**EXERCISES TO COMPLETE**
**A.** In the news report on the Pasco shooting, how old is the wounded Hells Angels member?
**B.** Carry on the news report about the Hells Angels shooting near Pasco, starting right after its final paragraph.
-- SELECTED EXTRACT follows --
After a hells angels member from California was shot in the leg while passing through Pasco, witnesses clammed up and refused to share anything with detectives.
Two weeks later, state investigators are hopeful people will come forward to give some clues into what happened that Aug. 18 afternoon on Highway 395.
The wounded motorcyclist, Dennis Donahue, 52, has since been released from the hospital. And five of his fellow members, who were arrested on suspicion of criminal mischief with a deadly weapon, posted bail and have not been charged.
“This was a very kind of chaotic situation where it stretched over a lot of miles,” said Lt. Randy Hullinger with the Washington State Patrol’s criminal investigation division. “I think it would be hard to go through an experience like that and not be scared … (but) I don’t know what completely their reason is” for not cooperating.
-- SELECTED EXTRACT concluded --
-- DATA SECTION follows --
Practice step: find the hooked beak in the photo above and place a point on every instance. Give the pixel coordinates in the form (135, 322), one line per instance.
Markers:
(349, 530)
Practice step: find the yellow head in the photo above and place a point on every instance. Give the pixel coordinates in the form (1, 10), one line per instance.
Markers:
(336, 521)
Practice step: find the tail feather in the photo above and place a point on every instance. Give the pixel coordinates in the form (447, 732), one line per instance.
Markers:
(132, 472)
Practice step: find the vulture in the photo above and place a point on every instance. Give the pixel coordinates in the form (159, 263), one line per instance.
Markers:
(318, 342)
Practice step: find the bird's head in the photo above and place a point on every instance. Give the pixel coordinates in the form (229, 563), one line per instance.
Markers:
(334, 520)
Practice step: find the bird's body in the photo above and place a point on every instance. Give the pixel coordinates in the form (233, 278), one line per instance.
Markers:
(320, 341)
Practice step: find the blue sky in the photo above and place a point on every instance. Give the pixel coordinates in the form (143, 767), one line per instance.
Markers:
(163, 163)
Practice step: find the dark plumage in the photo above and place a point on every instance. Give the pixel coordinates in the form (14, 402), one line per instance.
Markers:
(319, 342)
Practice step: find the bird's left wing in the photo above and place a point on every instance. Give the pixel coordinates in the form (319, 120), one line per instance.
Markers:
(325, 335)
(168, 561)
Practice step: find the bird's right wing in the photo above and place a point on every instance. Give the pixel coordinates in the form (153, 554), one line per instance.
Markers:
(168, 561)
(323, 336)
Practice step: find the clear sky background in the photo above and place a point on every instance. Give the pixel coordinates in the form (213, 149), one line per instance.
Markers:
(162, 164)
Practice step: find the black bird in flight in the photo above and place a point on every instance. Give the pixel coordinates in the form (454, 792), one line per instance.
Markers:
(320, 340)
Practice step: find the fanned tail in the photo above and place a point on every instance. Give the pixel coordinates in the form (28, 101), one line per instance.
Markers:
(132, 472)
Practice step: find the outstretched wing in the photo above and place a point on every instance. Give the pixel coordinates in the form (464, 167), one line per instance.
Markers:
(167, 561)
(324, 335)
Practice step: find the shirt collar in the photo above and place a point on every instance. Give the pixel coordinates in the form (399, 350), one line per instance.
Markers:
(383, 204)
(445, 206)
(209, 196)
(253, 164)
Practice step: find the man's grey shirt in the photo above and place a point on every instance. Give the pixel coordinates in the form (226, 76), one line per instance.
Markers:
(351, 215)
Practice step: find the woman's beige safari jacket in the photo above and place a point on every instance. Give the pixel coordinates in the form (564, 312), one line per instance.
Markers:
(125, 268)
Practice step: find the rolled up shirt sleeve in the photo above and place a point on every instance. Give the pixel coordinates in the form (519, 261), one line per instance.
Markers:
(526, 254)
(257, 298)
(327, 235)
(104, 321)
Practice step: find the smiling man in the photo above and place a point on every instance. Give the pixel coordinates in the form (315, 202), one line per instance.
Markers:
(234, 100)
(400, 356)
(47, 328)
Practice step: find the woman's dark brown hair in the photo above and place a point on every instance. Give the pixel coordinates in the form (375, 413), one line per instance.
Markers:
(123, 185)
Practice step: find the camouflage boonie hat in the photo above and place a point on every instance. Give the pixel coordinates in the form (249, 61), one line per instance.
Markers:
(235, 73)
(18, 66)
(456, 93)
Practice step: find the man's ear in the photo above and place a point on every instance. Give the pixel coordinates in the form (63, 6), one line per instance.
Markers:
-- DATA SECTION concluded --
**RESPONSES IN ORDER**
**A.** 52

**B.**
Hullinger described it as “an interesting circumstance” because people who were victims at different points in the road-rage incident won’t tell anything to investigators.
“We know that there’s somebody out there who saw something, it’s that they just haven’t (seen the news reports) yet” asking for witnesses, said Hullinger. “… It doesn’t matter how big or small they think their information is. We’d love to talk to them because sometimes as we talk, other details will start to come out.”
The altercation is believed to have started on Highway 395 near Clearwater Avenue in Kennewick with motorcycles, vehicles and pickups driving erratically. It continued north over the blue bridge and through Pasco, briefly onto eastbound Interstate 182, and then back onto Highway 395 heading toward Spokane.
Franklin County Sheriff deputies and Washington State Patrol trooper investigate the scene on Highway 395 about three miles north of Pasco, where a man was shot in the leg on Aug. 18. Witnesses have remained silent about the incident, which is still under investigation. Watch a video at tricityherald.com/video Bob Brawdy Tri-City Herald
Hullinger said they know that others were involved aside from Donahue and the five men arrested. Those other motorcycles and vehicles likely sped off onto side streets from Highway 395 and Interstate 182 in an attempt to either get away or hide, he said.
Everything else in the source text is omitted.